Depth in Major League Baseball is hardly a constant. One of the more unpredictable aspects of the sport, teams' depth shifts almost daily, while roster overhauls occur in the offseasons. Two things are difficult to achieve - consistent production from backups and helping other teams' castoffs realize their potential.
Enter, the 2019 Yankees, who have pulled off both despite injuries and an influx of new faces.
In the ever evolving analytics-driven game, New York has clearly been in the upper tier of searching for and acquiring depth options.
A lot changes in a baseball season, and New York's opening day options are a reminder of that. Aaron Boone's main bench options on Opening Day included Austin Romine, Greg Bird, Troy Tulowitzki and Mike Tauchman. Of the quartet, only Romine and Tauchman remain, while Bird (injury) and Tulowitzki (retirement) feel like distant memories.
In a season that has been defined by the 'Next Man Up' mantra, the new group of backups have played like everyday regulars, partly because they have been regulars through various stretches of the season. Romine and Tauchman have been joined by the likes of Gio Urshela, Cameron Maybin and Mike Ford. All three represent smart, cheap additions from GM Brian Cashman, who may have saved the team's season with the moves.
Urshela was a career .225 hitter before getting his chance with the Yankees. Flip ahead a few months and he's transformed into a terrific two-way player, excelling in defense and hitting .314 on the year. On his eighth team in 13 seasons, the 32-year-old Maybin has provided valuable leadership and surprise on-base ability (.310 BA, .349 OBP).
Normally, if a team lost its primary first baseman and backup, there would be significant concerns. That's what happened to New York, who have lost both Luke Voit and trade addition Edwin Encarnacion to injuries.
If August trades were still an option, Cashman most likely would've made a move to acquire a fill-in option, say Toronto's Justin Smoak for example. The difference, though, is that the team still had another option - Ford. He's only hit .209 through 43 at-bats, but remember, the team isn't expecting or waiting on him to produce like a regular. In a lineup full of power and contact hitters, Ford is simply another body at a position of need, as well as another option for a team seemingly full of them.
The most important part may be the control that Cashman has over surprisingly-potent backups.
Tauchman, Urshela, Ford and Domingo German don't reach free agency until 2024 or after. That's not to say that any of them will be locked up to cheap, long-term deals, sign in arbitration, or even make it to next year's roster. But, it does mean that the four represent a number of options for Cashman & Co.

**RECORDED DATA:**
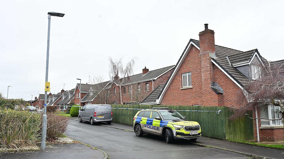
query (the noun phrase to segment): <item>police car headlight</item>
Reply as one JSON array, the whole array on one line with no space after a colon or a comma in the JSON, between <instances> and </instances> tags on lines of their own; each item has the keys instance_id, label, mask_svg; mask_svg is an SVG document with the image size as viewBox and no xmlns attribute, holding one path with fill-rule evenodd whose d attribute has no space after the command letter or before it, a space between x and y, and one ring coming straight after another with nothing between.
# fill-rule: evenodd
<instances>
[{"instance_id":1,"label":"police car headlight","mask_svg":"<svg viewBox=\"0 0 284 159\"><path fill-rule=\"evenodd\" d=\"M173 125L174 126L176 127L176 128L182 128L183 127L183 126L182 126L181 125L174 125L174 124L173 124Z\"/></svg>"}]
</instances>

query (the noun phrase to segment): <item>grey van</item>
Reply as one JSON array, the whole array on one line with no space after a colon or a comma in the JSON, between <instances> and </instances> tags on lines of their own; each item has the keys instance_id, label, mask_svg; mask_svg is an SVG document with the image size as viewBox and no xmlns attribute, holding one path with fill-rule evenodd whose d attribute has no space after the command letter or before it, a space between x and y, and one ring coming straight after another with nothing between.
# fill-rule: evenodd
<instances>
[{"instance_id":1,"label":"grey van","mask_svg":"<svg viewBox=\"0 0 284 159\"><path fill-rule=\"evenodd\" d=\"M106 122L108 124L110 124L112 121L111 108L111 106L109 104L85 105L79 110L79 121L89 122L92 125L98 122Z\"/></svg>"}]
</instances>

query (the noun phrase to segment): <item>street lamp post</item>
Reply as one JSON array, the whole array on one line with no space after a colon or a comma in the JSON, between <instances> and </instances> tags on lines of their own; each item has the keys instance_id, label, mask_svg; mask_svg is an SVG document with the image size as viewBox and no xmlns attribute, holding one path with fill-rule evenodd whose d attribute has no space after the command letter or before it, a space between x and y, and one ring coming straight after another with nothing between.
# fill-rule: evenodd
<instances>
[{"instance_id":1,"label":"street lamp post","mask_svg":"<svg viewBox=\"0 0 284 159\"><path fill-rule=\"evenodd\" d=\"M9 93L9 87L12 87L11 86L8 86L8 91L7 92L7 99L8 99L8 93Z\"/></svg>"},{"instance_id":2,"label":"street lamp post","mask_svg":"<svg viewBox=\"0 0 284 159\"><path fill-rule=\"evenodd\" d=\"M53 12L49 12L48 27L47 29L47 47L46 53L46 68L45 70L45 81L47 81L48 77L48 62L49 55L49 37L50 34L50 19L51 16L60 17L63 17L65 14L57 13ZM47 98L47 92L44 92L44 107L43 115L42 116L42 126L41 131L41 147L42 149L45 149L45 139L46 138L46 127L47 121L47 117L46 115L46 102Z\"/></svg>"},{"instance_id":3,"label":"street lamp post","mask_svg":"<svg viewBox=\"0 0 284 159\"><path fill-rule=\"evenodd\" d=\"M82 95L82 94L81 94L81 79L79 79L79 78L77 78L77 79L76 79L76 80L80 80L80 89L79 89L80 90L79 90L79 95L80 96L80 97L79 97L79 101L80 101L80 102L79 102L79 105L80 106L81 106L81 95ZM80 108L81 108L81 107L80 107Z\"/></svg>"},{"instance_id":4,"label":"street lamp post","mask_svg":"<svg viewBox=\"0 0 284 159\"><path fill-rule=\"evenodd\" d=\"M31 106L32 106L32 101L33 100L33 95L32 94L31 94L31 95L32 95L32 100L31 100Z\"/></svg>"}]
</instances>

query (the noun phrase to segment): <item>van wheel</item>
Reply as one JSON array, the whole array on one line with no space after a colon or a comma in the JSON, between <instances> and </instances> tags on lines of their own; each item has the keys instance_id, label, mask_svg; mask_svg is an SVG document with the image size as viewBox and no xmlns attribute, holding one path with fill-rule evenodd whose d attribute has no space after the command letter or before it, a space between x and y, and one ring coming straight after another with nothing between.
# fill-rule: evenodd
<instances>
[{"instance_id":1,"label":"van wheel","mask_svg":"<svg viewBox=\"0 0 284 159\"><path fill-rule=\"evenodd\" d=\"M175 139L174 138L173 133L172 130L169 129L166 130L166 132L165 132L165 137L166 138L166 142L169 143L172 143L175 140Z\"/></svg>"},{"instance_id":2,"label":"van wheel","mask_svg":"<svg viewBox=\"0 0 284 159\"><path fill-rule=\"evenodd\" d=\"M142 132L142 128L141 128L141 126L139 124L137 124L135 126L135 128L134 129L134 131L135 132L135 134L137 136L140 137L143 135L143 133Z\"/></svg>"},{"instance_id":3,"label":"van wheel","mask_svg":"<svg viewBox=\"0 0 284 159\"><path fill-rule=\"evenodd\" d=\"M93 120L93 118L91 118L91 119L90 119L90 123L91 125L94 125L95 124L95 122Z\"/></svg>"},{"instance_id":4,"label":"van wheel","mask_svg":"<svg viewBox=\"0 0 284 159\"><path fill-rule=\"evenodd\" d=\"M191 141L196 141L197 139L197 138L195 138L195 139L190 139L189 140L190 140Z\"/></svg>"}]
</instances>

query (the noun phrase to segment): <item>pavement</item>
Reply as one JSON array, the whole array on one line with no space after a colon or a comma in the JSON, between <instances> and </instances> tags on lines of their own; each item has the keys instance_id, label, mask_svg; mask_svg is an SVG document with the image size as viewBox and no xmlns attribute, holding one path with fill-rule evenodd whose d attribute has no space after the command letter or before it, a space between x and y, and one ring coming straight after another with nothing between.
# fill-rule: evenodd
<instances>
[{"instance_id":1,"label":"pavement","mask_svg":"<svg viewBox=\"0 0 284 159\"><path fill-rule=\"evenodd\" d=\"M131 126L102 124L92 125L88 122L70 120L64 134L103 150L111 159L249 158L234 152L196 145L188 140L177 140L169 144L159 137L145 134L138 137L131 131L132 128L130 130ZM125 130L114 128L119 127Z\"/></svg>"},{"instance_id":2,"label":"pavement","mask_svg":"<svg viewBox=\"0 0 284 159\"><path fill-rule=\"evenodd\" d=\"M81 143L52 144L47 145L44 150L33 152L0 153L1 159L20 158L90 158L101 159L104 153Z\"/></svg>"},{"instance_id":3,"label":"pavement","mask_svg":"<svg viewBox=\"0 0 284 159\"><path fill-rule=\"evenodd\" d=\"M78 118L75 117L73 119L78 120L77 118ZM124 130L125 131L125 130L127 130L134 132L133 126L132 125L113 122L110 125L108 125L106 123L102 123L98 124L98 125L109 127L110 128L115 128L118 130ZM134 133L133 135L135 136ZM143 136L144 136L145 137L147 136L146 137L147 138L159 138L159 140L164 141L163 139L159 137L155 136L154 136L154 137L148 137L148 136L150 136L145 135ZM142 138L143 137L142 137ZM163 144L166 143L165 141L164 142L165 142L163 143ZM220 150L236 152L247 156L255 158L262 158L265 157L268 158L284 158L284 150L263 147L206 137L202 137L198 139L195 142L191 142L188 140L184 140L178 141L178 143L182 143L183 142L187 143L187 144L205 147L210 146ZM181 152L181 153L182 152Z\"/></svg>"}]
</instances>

**WORK ORDER 1:** According to the text on the 2019 Yankees' depth, which four players don't reach free agency until 2024 or after?
**WORK ORDER 2:** Carry on the text on the 2019 Yankees' depth, starting right after its last sentence.

**RESULT 1:** Mike Tauchman, Gio Urshela, Mike Ford and Domingo German.

**RESULT 2:**
Tauchman in particular is an interesting case. His first two months as a Yankee were nothing of note, as fans called for his immediate dismissal. Of course, he'd soon embark on a tear that he's still riding (hitting .444 since July 4). Next season, he could wind up as the team's fourth outfielder depending on how things play out. Or, the Yankees could choose to let him walk for a chance at starting with another club. Though his offensive outbreak isn't likely to last, he's made himself heard to both the Yankees and the rest of baseball.
Maybin is likely a goner after 2019, but Urshela is very much in play as the backup infielder, or starter. He's shown he's equally capable in both roles, with his play making up for the absence of Miguel Andujar, minus the power. Whether Andujar rehabs well enough to start or ends up trade talks remain to be seen, but it's likely that the Yankees will do everything they can to hold on to Urshela, who has established himself as an elite defender with legitimate contact ability.
Both Romine and German will likely receive new deals following 2019, as they've proven themselves for different reasons. Romine is among the game's best backup catchers, while German has certainly shown enough this season to warrant a new deal before arbitration in 2021.
Regardless of what happens with the team's expiring contracts, there's still more help on the horizon. The team will soon regain Jordan Montgomery, the young lefty who impressed before falling to Tommy John surgery. It's also probable that fast rising prospect Deivi Garcia makes it to New York sooner than later, when he'll offer plus stuff on multiple pitches.
The abundance of reinforcements almost puts guys like Clint Frazier and Tyler Wade in the rear-view mirror, though they'd be on nearly every other teams Major League roster.
While the Yankees are in first place, they're not a typical division leader. They've been carried by the unknowns, the players that other organizations didn't see much potential in. When things should have gone south, they've only risen up.
And for that, they have their depth to thank.